Pointing records
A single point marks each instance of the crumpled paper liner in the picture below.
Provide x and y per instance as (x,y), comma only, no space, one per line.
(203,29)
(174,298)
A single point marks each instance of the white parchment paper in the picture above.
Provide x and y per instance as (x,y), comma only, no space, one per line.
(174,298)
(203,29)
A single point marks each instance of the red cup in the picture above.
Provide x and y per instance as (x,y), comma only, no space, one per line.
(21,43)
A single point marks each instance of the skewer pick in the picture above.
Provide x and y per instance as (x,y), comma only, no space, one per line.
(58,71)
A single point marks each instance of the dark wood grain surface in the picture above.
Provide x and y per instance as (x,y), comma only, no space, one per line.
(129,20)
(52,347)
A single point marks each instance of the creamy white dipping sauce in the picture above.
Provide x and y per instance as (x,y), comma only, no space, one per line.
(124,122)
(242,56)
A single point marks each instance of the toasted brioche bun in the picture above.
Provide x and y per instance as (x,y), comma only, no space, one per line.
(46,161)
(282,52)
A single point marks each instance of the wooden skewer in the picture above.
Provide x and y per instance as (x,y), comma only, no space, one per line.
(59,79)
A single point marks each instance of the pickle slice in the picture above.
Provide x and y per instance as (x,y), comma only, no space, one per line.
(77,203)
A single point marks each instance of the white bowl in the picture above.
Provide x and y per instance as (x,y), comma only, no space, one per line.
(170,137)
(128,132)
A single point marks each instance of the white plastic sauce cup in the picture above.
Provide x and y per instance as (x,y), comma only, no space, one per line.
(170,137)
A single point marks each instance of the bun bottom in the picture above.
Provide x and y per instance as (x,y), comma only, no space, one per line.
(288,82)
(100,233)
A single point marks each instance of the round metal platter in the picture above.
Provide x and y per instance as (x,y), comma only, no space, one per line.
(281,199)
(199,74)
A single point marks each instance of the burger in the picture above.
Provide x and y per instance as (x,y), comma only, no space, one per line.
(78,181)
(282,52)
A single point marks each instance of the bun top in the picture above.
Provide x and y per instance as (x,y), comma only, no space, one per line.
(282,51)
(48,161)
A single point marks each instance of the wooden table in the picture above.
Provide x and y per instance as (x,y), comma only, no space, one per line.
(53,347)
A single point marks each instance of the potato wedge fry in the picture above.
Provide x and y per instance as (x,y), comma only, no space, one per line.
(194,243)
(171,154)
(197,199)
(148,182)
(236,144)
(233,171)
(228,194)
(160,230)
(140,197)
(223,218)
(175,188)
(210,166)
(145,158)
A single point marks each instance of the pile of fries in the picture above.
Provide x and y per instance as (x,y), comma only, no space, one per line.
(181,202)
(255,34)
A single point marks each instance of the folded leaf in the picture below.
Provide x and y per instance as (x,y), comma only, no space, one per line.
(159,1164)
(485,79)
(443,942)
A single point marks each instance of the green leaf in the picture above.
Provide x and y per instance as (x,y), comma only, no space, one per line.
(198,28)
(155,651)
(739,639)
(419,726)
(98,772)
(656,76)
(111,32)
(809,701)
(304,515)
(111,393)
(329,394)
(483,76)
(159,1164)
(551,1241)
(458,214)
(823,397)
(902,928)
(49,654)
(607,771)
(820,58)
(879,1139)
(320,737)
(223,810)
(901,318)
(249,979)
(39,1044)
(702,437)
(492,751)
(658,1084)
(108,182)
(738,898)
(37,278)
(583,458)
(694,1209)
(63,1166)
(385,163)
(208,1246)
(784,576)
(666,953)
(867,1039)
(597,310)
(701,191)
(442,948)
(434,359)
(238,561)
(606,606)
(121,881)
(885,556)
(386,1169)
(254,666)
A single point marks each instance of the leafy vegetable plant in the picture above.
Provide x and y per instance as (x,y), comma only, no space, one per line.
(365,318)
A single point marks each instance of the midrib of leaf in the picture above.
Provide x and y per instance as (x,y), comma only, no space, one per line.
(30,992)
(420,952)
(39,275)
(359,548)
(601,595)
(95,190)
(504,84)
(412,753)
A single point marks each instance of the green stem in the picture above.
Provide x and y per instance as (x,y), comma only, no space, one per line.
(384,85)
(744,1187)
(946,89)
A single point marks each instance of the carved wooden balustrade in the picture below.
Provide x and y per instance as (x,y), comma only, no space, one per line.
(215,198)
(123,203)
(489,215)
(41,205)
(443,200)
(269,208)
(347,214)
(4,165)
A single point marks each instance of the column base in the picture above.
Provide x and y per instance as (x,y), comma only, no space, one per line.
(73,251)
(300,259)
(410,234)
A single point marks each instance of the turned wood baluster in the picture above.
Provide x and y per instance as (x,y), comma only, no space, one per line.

- [Work to complete] Could you give again exactly the lines from the line containing "A single point marks each instance of the leafy" through the final line of the data above, and no others?

- [Complete answer]
A single point marks each instance of the leafy vegetable plant in the picture above.
Provide x and y per instance as (x,y), comma only, no space, one per line.
(365,318)
A single point marks each instance of the midrib of leaf in the picture above.
Provide x and y per instance as (x,y), comma only, no space, one per line.
(30,992)
(420,952)
(39,275)
(359,548)
(601,595)
(95,190)
(504,84)
(412,753)
A single point marks each instance of the green stem in the picture above.
Provide x and y per instance as (x,y), comma only, no space, one per line.
(384,85)
(744,1187)
(946,89)
A single point marks each instance of the carved wooden balustrade in the picture below.
Provide x and y per instance as (x,y), comma only, no space, one per line.
(215,198)
(123,203)
(489,215)
(41,205)
(443,200)
(269,208)
(347,214)
(4,165)
A single point marks each instance of the column base in the picture above.
Provide x and y per instance as (x,y), comma only, no space, one per line.
(73,251)
(300,259)
(410,234)
A single point marks each instance of the turned wood baluster in the picture above.
Provide x and y per instance as (x,y), comma only, no space, one per line.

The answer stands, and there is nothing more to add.